EXERCISE PROMPT:
Find the word "bush" in the data, then copy each line where it is found.

----

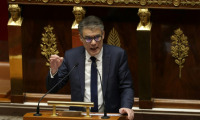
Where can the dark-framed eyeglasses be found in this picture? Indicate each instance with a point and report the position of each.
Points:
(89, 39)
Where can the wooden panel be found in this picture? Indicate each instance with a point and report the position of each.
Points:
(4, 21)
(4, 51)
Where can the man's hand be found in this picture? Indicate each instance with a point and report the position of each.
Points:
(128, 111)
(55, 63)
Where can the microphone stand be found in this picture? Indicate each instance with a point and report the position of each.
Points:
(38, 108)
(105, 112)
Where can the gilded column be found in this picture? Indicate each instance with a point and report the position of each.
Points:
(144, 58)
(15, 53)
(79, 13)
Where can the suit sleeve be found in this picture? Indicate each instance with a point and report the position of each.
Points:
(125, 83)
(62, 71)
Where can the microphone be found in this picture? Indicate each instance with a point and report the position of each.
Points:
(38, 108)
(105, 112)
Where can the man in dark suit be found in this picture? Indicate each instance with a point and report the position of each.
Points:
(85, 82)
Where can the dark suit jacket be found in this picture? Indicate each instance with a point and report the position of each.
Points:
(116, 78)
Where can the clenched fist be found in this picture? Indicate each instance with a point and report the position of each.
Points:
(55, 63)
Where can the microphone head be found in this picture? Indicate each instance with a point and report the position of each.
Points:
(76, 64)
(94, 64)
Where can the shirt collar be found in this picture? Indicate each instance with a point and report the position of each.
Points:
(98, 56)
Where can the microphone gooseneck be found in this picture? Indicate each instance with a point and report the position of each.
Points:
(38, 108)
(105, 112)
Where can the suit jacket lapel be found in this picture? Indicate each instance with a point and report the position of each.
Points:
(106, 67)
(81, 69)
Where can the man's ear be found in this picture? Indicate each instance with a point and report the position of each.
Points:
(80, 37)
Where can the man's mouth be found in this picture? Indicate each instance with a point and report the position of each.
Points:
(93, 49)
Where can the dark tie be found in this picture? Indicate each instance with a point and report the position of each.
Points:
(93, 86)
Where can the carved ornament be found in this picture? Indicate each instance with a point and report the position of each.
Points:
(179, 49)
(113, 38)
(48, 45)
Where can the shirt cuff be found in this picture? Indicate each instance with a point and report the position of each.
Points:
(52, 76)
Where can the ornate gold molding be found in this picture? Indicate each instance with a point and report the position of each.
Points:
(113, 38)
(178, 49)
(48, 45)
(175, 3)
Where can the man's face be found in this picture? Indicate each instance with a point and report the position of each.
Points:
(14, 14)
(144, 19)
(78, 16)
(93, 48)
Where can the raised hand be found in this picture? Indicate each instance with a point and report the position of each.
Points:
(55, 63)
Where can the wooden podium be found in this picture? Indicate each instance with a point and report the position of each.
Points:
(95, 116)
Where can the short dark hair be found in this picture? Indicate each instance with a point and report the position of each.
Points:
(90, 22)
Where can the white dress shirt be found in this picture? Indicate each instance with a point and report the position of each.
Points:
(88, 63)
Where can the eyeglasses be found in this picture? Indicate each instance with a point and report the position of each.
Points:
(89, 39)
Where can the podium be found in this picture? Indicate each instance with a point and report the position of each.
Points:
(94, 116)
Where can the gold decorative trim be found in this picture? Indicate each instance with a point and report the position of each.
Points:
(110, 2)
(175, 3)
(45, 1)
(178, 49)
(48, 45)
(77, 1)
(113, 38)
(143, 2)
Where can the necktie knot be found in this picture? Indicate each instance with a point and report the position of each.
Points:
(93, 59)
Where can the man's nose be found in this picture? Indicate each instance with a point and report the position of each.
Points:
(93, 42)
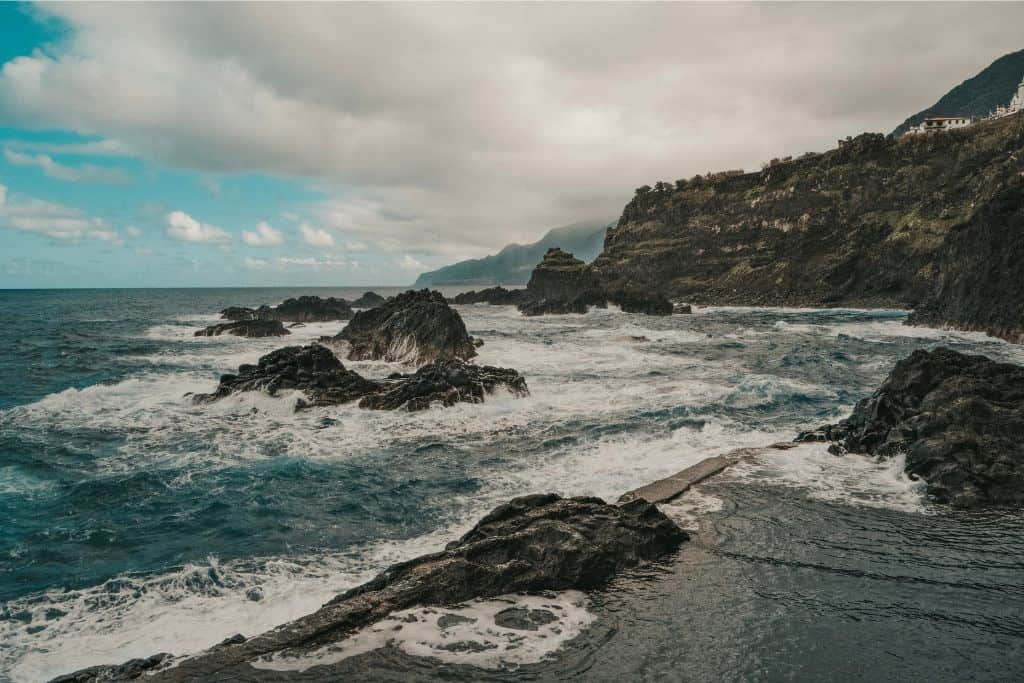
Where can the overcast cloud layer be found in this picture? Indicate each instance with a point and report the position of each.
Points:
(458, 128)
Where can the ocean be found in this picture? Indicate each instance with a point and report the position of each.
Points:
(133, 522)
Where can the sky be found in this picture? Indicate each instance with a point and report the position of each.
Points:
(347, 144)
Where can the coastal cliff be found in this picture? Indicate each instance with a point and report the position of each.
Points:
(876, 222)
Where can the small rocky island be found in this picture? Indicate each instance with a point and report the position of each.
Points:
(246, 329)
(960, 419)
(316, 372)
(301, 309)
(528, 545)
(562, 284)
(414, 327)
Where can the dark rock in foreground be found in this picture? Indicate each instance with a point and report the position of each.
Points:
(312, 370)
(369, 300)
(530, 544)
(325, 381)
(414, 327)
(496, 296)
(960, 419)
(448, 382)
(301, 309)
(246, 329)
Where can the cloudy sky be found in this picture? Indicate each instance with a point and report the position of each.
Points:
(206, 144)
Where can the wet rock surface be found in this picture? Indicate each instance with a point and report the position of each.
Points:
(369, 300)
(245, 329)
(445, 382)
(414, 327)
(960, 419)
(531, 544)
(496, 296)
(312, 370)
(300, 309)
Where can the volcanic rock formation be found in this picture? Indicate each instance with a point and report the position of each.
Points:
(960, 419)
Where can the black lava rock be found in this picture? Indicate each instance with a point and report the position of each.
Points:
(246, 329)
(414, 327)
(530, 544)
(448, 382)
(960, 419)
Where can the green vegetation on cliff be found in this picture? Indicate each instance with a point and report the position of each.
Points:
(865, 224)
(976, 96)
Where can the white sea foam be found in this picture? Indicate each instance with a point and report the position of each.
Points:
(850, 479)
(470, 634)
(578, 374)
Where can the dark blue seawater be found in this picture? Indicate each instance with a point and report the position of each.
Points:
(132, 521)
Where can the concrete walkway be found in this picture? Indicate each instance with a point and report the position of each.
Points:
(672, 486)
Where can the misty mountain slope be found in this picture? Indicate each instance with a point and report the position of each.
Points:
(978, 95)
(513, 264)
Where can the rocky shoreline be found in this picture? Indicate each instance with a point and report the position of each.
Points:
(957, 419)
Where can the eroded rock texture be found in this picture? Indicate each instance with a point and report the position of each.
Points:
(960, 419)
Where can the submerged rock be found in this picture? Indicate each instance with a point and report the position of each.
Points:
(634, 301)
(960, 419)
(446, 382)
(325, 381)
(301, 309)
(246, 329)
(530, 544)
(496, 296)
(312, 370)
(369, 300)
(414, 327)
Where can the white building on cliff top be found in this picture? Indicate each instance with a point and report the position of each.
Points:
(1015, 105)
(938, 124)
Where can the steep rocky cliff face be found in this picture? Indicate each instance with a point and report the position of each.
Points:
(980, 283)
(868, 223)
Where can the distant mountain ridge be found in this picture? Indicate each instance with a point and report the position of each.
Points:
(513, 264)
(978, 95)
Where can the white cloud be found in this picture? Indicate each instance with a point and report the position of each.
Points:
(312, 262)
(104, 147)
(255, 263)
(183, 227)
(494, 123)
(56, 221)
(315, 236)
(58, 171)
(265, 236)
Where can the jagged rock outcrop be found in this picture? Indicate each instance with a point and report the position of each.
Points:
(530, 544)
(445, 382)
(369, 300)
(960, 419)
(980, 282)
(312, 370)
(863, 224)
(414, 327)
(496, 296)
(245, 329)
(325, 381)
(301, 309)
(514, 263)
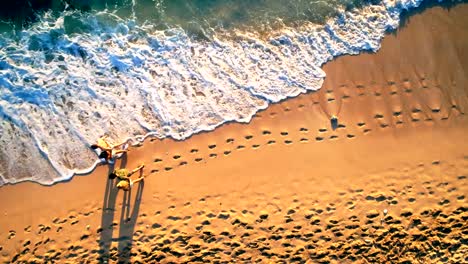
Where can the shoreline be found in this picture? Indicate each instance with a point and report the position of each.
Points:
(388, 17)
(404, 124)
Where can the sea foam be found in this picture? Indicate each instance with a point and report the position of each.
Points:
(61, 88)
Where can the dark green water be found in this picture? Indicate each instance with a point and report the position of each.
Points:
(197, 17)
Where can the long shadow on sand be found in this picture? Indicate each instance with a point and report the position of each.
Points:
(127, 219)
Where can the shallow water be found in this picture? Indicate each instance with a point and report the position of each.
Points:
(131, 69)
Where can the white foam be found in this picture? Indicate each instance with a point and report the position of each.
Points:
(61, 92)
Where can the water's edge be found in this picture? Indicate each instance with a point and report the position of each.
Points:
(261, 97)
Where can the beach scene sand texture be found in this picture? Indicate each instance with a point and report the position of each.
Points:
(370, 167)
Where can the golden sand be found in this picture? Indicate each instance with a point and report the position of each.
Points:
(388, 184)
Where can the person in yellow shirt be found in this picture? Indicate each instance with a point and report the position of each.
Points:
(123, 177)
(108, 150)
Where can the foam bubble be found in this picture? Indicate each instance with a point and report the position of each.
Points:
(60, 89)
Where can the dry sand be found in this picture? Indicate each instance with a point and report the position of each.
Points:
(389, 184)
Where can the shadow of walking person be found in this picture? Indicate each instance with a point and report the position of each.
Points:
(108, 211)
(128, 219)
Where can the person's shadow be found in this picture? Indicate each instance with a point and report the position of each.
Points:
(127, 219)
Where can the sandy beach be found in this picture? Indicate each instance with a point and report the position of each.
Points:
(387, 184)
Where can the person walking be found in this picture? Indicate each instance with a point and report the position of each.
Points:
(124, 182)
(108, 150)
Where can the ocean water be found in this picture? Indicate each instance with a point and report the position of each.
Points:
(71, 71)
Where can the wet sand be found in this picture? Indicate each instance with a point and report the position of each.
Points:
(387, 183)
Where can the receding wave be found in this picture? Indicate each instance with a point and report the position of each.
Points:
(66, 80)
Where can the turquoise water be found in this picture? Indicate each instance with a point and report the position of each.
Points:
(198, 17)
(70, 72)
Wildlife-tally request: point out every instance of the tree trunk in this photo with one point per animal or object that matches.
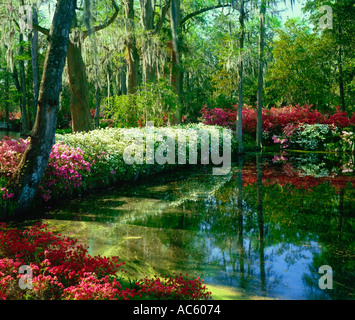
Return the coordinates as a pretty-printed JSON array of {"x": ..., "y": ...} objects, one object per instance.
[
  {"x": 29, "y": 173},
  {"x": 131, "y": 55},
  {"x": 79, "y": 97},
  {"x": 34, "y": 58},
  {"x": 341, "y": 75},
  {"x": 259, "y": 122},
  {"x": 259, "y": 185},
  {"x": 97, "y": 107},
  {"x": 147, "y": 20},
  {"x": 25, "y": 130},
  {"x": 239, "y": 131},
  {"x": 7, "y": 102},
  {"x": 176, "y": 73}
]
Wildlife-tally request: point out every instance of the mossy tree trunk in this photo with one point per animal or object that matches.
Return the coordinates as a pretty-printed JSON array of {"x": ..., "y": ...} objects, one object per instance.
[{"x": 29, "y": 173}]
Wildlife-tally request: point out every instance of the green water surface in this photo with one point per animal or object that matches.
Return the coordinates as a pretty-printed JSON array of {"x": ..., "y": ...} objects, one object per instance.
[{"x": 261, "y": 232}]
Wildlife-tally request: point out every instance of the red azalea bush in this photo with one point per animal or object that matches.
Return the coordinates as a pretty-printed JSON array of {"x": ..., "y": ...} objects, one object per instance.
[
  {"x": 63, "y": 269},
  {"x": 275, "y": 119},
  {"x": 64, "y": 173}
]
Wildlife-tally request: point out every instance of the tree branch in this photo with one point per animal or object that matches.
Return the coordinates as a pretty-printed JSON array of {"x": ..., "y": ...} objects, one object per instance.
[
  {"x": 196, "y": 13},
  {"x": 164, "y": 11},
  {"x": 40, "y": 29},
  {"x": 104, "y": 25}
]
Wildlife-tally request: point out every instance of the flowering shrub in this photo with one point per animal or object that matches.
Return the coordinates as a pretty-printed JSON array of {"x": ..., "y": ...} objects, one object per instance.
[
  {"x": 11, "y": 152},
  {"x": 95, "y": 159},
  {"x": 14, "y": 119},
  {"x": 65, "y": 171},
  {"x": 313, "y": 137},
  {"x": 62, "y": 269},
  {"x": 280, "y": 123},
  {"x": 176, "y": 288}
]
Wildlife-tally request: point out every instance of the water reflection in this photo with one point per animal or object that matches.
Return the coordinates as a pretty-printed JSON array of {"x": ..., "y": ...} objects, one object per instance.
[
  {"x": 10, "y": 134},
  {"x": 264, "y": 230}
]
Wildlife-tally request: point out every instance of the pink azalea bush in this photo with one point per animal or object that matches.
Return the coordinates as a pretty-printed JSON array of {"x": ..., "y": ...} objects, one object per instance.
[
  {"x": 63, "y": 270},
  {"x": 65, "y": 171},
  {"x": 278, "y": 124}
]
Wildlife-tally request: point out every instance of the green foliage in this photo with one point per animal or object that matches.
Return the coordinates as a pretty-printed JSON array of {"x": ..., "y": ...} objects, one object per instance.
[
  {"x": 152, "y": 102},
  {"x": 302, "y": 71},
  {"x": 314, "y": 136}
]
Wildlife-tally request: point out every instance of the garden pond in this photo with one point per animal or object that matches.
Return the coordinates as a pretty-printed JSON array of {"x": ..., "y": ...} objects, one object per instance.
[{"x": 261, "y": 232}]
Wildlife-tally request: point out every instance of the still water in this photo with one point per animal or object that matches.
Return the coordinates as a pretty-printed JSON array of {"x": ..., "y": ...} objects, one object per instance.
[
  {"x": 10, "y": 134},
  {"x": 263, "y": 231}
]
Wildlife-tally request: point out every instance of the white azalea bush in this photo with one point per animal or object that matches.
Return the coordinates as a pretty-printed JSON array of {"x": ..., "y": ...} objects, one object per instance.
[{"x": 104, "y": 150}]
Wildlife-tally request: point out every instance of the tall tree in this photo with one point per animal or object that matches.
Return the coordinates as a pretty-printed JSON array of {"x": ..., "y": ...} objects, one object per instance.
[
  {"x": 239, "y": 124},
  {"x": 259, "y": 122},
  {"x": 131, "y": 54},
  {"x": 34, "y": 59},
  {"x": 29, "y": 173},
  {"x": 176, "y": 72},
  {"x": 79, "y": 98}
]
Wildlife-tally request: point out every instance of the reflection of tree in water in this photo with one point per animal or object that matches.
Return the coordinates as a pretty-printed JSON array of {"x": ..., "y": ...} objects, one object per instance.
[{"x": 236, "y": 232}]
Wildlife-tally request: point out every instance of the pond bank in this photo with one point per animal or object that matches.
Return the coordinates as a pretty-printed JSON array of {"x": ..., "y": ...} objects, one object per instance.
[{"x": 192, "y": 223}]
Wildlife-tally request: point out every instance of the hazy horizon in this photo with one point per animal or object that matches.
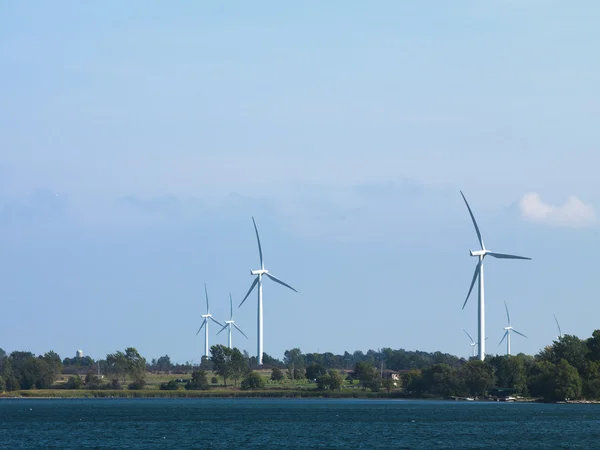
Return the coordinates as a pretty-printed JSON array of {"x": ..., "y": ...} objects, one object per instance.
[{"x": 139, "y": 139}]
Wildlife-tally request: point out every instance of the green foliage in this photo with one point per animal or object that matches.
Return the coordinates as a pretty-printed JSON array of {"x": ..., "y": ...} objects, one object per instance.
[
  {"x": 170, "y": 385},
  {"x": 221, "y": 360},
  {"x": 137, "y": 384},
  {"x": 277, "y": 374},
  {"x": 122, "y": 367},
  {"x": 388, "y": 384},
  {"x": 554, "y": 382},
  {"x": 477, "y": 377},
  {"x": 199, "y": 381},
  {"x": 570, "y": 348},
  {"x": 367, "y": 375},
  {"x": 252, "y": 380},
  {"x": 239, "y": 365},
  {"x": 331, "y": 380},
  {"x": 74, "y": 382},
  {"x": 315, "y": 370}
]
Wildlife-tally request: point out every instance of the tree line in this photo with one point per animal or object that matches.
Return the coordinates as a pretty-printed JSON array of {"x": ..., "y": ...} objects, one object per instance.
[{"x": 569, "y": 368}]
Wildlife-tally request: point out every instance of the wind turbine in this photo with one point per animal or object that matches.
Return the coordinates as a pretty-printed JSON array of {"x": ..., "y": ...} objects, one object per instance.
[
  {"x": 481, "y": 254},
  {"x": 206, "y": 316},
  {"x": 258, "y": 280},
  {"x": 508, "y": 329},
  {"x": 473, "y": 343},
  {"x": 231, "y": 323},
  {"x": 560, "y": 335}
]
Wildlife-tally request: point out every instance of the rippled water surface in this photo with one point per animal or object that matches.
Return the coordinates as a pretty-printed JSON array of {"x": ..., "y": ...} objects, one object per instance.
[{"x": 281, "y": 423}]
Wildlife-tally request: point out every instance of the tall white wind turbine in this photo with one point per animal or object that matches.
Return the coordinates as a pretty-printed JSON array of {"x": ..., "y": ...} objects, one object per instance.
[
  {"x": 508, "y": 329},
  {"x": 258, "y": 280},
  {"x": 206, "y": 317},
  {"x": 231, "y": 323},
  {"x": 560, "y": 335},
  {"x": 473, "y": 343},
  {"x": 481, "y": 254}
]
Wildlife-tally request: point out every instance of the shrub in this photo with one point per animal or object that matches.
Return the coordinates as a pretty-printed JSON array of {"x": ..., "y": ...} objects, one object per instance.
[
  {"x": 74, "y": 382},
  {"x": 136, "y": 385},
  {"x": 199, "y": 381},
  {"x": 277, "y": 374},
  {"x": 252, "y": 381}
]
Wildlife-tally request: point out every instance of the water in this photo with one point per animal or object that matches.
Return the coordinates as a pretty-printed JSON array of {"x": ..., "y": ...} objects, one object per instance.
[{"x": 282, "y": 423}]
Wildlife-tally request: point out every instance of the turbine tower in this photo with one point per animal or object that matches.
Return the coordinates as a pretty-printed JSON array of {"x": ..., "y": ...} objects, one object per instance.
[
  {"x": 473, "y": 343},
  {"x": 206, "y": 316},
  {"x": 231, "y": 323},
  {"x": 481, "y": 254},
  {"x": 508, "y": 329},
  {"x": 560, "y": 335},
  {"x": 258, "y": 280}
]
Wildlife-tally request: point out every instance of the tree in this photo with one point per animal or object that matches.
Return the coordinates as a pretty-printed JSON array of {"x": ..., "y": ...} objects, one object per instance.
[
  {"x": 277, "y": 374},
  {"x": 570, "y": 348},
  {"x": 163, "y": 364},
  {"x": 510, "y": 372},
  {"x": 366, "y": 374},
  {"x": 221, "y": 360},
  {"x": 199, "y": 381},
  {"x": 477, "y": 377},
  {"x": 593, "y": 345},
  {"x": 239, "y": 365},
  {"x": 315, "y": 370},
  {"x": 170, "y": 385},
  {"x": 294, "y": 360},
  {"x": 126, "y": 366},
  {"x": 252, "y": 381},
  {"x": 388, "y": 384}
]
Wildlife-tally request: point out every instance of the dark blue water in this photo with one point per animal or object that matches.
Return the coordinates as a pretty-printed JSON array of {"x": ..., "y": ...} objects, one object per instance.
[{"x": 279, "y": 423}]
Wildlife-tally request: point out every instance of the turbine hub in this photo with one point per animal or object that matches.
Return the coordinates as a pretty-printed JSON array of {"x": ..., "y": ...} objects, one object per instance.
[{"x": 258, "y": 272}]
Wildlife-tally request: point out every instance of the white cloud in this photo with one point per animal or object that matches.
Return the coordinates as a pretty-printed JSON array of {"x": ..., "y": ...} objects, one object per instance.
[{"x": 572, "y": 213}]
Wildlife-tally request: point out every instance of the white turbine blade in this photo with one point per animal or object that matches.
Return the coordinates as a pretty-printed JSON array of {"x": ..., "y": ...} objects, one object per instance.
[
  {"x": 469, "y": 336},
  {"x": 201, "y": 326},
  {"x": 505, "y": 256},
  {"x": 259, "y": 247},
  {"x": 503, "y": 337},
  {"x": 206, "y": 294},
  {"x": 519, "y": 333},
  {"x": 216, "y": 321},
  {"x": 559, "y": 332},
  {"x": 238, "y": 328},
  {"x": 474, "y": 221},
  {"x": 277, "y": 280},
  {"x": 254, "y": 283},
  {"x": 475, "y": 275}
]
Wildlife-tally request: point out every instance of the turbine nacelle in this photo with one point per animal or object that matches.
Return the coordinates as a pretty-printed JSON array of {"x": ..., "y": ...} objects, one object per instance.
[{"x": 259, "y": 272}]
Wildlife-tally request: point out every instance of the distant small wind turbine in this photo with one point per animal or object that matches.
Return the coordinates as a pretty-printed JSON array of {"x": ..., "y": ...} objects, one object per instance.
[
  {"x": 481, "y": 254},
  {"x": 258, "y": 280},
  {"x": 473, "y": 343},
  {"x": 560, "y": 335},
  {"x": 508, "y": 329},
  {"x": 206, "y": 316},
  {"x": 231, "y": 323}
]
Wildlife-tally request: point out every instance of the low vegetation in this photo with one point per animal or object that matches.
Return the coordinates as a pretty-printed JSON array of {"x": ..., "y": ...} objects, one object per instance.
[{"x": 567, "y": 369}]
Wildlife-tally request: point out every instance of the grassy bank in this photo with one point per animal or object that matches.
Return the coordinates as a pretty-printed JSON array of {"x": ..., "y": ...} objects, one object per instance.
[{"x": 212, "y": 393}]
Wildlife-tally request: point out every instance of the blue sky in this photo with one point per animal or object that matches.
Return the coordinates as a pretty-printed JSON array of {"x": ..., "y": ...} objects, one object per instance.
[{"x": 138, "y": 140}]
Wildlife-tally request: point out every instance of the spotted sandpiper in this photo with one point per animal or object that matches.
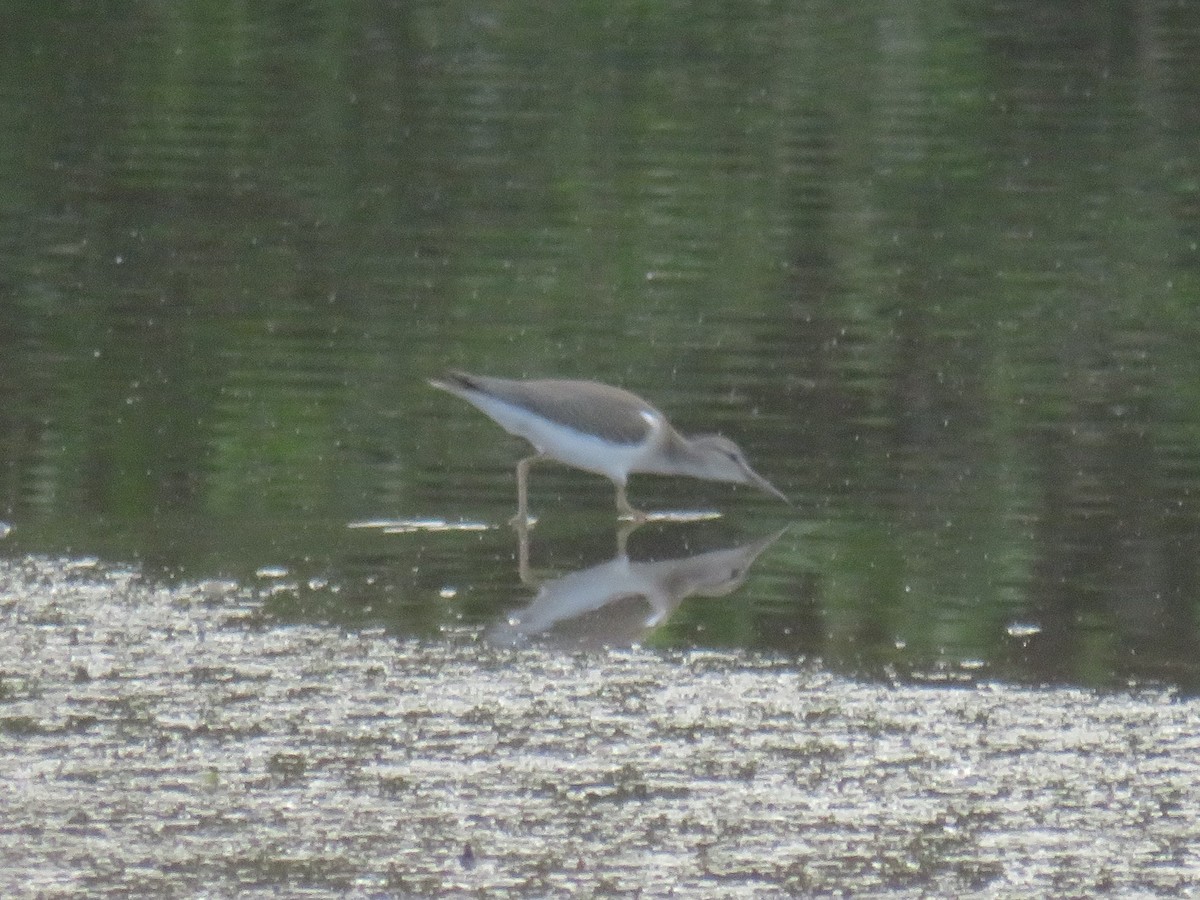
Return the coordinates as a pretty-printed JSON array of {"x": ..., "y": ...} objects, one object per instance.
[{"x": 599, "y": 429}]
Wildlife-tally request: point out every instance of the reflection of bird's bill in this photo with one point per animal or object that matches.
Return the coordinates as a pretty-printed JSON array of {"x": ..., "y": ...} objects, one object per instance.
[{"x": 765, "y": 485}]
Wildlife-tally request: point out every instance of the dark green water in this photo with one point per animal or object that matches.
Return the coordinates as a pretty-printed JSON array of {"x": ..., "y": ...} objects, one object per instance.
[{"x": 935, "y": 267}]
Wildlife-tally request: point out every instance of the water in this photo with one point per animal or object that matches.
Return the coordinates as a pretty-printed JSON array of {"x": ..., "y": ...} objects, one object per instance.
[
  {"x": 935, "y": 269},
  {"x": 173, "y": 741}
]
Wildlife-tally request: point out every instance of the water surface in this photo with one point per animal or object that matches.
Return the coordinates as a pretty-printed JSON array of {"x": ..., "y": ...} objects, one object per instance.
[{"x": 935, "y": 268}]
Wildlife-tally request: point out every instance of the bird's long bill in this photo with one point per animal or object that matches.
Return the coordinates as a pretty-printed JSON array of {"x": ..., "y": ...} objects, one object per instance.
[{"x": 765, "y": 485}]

----

FINISHED TASK:
Wildlife-tally request: point out every instance of the red azalea bush in this photo with one point per animal or object that matches.
Wildlife-tally request: point out every instance of the pink azalea bush in this photo with one point per animal or object that matches.
Wildlife-tally request: point out every instance of the white azalea bush in this photo with one point per animal or object that matches.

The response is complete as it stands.